--- LESETEXT ---
▬▬▬

Ich bin mit der damaligen Ausgabe nicht vertraut; respektiere, bewundere und unterstütze jedoch Frau Wasles Entscheidung, ihre ureigenste Geschichtsvariante von den Geschehnissen rund um Rungholt nochmals einer geneigten Leserschaft zugänglich zu machen.

Es hat sich wahrlich gelohnt.

Die hoffentlich zahlreichen Leser* begleiten die junge Janna im damals noch eigenständigen Dorf Ording an der Nordseeküste im Jahre 1907.

Janna muß in ihren jungen Jahren bereits einen persönlichen Schicksalsschlag verwinden, kann sich aber mit dem vermeintlich Offensichtlichen nicht abfinden.

Einen Trost findet sie in der alten Sage um die versunkene Stadt Rungholt, die nicht allzu weit von Ording entfernt existiert haben soll.

In den Raunächten findet sich Janna spät abends alleine am Strand wieder. Sie ist gekommen, um die Seelen der Ertrunkenen jener Stadt zu erlösen. Denn in jenen Nächten soll sich Rungholt der Sage nach kurzzeitig wieder aus den Fluten erheben und so ein kurzes Zeitfenster für den oder die Auserwählte schaffen, damit die geplagten Seelen endlich Ruhe finden können.

Janna ist bereit, ihr Schicksal zu erfüllen. Doch alles kommt ganz anders als gedacht und die winterliche Ruhe im Dorf wird im Laufe der nächsten Tage vollkommen auf den Kopf gestellt, als ein gewaltiger Eisberg aus Island in jener Nacht im Watt strandet.

In der Folge wird das beschauliche Dorf von Neugierigen förmlich überrannt.

Doch allein das fahrende Volk, umherziehende Händler, sind dem Bürgermeister von Ording ein Dorn im Auge, den es möglichst schnell zu entfernen gilt.

Janna hingegen trifft in diesem bunten und quirligen Treiben auf faszinierende Personen, die sich ihr nicht erschließen.

Eine geheimnisvolle und überaus verschlossene Händlerin beeindruckt Janna besonders mit ihrer unnachgiebigen Unabhängigkeit.

Im Besitz dieser Frau befindet sich ein sehr altes Buch, dass Janna zwar zu lesen versteht, doch die Bedeutung der Worte bleiben ihr fremd. Dieses Werk ist in einer untergegangenen Sprache verfasst.

Seltsamerweise kann die Händlerin Sigal jene vergessene Sprache übersetzen. Lesen kann sie sie allerdings nicht.

Dies stellt den Beginn einer schroff geführten Zweckgemeinschaft da, als Janna Sigal den Inhalt des Buches vorliest, während Sigal synchron übersetzt.

Es handelt sich um das Tagebuch einer Lenore aus dem Patrizierhaus Greifbeck, einer auf Rungholt ansässig gewesenen Kaufmannsfamilie mit hohem Ansehen.

▬▬▬

--- VORLIEGENDE ZEILEN ---
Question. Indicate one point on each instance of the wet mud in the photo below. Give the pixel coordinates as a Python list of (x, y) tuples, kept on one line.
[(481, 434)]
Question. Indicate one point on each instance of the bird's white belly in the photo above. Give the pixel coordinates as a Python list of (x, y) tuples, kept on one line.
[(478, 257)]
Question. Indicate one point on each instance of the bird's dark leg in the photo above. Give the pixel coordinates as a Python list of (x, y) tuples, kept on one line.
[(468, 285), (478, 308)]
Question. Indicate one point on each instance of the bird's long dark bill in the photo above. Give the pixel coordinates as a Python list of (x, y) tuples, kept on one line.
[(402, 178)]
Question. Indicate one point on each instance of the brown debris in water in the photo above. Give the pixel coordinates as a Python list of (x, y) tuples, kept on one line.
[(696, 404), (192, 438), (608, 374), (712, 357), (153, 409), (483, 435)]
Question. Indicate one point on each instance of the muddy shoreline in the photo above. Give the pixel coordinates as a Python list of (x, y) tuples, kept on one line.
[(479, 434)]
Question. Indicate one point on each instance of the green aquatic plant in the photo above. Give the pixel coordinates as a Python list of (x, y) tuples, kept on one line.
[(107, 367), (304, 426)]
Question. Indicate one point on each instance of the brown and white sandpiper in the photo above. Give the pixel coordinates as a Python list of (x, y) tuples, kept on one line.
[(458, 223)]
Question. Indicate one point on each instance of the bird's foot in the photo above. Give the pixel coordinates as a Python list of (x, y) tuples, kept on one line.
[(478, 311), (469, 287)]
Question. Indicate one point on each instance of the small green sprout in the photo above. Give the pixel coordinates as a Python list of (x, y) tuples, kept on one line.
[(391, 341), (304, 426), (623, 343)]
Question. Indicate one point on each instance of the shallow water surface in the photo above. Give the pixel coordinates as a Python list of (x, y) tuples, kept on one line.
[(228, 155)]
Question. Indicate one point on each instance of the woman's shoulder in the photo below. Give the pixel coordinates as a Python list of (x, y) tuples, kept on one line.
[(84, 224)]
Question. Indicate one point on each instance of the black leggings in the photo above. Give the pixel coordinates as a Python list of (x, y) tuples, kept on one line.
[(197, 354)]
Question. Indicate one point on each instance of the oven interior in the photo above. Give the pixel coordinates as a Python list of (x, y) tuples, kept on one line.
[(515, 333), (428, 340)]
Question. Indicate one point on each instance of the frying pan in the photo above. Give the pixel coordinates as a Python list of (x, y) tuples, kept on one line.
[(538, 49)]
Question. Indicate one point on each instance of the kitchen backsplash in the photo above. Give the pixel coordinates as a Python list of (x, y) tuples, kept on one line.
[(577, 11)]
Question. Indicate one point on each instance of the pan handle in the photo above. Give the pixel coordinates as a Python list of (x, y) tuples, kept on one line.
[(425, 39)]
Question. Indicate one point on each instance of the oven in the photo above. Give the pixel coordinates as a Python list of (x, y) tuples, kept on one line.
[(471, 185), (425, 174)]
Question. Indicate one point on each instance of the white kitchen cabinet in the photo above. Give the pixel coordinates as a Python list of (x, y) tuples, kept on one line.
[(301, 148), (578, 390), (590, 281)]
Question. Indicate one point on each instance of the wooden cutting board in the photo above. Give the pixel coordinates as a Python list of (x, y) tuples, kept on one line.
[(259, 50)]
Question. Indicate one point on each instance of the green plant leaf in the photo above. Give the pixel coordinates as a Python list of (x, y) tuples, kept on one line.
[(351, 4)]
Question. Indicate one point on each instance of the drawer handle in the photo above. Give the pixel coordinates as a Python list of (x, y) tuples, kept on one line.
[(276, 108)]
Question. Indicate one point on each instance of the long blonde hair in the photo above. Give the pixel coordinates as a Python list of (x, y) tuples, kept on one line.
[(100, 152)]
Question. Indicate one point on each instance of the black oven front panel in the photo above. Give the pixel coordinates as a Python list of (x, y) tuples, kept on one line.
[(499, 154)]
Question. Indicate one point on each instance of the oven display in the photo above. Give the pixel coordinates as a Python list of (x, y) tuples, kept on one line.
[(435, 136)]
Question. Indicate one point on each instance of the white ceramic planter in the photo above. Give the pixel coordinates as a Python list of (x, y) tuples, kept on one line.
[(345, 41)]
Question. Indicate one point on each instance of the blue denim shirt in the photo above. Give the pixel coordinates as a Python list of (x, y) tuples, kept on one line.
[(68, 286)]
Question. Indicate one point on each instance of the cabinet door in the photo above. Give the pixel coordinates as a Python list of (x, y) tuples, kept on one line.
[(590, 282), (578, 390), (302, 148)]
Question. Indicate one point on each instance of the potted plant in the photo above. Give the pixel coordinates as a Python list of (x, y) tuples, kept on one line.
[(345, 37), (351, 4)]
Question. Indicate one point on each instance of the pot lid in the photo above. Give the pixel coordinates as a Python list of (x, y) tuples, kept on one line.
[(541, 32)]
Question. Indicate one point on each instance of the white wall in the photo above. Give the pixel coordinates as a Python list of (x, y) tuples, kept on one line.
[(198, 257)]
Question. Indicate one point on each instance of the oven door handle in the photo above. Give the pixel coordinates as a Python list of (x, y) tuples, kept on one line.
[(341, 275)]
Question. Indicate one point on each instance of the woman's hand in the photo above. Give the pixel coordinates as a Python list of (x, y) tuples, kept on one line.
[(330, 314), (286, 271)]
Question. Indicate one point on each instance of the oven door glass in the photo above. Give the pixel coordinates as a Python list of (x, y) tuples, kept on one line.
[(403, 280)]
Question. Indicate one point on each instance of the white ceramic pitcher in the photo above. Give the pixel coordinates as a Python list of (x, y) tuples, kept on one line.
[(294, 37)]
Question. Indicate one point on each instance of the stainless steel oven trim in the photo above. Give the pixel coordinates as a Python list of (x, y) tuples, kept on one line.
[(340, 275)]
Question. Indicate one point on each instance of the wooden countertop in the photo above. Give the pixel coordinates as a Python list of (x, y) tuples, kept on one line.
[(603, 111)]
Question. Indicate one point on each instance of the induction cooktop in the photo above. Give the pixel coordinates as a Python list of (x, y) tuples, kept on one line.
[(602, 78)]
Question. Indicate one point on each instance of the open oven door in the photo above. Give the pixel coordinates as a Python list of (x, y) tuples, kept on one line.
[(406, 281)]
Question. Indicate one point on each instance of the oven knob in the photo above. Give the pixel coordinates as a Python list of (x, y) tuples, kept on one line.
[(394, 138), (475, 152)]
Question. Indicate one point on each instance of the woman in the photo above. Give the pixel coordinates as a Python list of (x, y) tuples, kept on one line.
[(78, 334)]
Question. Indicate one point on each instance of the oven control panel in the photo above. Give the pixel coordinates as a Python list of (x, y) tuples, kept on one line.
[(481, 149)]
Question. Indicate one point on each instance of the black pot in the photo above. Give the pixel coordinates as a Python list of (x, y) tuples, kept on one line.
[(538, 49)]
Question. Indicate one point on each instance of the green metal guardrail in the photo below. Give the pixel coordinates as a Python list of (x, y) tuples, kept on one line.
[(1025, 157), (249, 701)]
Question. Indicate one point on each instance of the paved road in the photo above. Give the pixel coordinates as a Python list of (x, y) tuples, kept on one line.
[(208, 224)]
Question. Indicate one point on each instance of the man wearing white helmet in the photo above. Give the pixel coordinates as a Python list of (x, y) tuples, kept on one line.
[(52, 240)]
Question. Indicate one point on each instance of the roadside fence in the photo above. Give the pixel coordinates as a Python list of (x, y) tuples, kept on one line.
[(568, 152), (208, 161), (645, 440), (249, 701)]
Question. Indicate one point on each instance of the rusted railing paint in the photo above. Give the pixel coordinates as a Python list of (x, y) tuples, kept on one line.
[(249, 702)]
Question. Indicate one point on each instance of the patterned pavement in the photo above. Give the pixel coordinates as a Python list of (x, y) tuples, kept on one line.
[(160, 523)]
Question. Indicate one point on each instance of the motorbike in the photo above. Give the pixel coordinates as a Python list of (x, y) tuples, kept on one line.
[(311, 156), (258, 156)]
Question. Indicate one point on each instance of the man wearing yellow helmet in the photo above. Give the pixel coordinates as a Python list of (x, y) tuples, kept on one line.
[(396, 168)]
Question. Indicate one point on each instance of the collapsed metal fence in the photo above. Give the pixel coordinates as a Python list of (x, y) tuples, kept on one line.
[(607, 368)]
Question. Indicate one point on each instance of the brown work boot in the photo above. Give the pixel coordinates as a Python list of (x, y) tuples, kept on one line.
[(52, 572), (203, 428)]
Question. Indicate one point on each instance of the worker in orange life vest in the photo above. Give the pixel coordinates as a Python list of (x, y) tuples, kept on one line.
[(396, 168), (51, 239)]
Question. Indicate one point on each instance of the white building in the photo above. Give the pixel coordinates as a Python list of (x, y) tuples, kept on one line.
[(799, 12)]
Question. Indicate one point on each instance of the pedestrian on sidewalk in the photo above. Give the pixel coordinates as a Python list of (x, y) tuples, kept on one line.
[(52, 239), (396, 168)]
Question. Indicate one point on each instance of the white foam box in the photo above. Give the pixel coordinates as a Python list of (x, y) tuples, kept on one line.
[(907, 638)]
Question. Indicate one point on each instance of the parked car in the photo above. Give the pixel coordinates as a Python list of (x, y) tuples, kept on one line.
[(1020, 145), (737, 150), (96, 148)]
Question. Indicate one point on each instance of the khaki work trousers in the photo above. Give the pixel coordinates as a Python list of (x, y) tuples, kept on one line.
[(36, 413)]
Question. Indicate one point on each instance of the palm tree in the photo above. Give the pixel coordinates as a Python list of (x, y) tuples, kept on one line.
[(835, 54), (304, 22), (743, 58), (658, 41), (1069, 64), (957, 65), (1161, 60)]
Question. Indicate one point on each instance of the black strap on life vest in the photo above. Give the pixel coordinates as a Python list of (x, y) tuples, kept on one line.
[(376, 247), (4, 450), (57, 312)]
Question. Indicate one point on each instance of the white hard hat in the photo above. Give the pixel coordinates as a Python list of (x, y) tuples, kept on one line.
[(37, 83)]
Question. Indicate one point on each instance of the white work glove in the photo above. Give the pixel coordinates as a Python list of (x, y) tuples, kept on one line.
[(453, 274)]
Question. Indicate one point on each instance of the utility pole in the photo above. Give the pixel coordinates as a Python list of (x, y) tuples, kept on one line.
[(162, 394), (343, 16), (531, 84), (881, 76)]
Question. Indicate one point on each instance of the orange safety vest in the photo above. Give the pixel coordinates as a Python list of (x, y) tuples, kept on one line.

▬▬▬

--- DIE AUFGABEN ---
[a] Prüfe, ob die folgenden Aussagen mit der Buchbesprechung zu Rungholt übereinstimmen, und belege jede Antwort mit einem wörtlichen Zitat: (i) Die Handlung spielt im Jahr 1907 im Dorf Ording. (ii) Die Händlerin Sigal kann die vergessene Sprache lesen. (iii) Der Eisberg, der im Watt strandet, stammt aus Grönland.
[b] Führe die Buchbesprechung zu Rungholt im Anschluss an ihren letzten Satz weiter.

--- DIE LÖSUNGEN ---
[a]
(i) Ja: „im damals noch eigenständigen Dorf Ording an der Nordseeküste im Jahre 1907“
(ii) Nein: „Lesen kann sie sie allerdings nicht.“
(iii) Nein: „ein gewaltiger Eisberg aus Island“

[b]
Die letzten Seiten des Buches sind unbeschrieben.

Tiefer und tiefer taucht Janna in das Leben jener längst dahingegangenen Lenore ein, die einen Traum von Unabhängigkeit Wirklichkeit werden lassen wollte.

Ich stimme mit den Aussagen auf dem Buchrücken allerdings nicht überein.

Auch wenn Janna starken Anteil am grauenvollen Schicksal Lenores nimmt, finde ich keineswegs, dass sie sich in dieser Geschichte verliert.

Ganz im Gegenteil. Sie geht Ungereimtheiten nach, die sich um das Verschwinden ihres Zwillingsbruders drehen und stößt schließlich auf haarsträubende Zusammenhänge.

Ann – Kathrin Wasle verwebt geschickt zwei Zeitebenen miteinander und schafft eine einnehmende und spannende Atmosphäre in ihrem Werk, die mich nicht mehr losgelassen hat.

Auch bedient sie sich auf äußerst charmante Weise des Mittels des magischen Realismus, der eine absolute Bereicherung für die Geschichte darstellt und sie eigentlich erst so richtig rund macht. Ich empfinde dies nicht als Zeichen beginnenden Wahnsinns bei Janna.

Die in der Johannisnacht Geborenen sind schlicht besondere Menschen, die empfänglicher zu sein scheinen für die empirisch noch nicht erschlossenen Ebenen des Daseins.

Gerade an den Gestaden eines wilden Meeres.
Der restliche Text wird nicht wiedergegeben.